# Work request
For the records below, tally the lines that contain "wall" and give only that number.

# Records from a collection
>>>>

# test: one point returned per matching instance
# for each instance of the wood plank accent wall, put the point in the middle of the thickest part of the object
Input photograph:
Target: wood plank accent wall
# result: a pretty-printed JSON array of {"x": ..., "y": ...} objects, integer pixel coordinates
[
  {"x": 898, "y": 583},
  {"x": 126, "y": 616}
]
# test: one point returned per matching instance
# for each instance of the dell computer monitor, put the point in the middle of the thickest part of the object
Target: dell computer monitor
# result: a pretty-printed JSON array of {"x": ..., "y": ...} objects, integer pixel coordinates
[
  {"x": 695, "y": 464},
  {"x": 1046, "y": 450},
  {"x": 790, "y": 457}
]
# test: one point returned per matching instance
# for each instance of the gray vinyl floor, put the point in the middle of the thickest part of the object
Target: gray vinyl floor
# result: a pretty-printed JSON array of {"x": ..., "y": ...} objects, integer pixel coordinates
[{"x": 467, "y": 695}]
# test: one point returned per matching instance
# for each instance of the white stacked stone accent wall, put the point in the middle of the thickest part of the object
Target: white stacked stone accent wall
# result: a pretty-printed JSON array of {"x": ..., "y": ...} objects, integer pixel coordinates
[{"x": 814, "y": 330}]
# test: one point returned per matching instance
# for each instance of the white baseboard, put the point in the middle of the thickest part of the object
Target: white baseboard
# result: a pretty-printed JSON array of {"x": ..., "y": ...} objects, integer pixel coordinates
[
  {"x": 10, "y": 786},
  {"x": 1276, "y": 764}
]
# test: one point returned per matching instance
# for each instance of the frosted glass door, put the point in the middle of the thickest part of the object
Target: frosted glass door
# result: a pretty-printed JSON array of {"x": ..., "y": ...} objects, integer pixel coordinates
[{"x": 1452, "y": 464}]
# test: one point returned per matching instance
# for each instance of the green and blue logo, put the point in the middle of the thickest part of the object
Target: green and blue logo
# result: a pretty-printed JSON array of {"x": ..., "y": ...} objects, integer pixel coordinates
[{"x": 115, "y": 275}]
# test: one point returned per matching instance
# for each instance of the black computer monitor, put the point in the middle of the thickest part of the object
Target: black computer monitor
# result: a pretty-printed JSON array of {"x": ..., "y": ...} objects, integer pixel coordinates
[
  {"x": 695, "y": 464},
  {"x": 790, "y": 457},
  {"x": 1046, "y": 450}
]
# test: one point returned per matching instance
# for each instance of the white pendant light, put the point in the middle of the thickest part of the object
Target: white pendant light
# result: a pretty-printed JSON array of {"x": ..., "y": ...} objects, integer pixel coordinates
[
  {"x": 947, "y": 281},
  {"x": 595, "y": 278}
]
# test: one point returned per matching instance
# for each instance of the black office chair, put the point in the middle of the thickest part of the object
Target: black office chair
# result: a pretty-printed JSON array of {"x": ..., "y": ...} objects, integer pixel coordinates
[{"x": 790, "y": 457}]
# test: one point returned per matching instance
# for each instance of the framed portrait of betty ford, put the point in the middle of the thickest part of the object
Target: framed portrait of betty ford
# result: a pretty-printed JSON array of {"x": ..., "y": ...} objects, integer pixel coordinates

<<<<

# Solution
4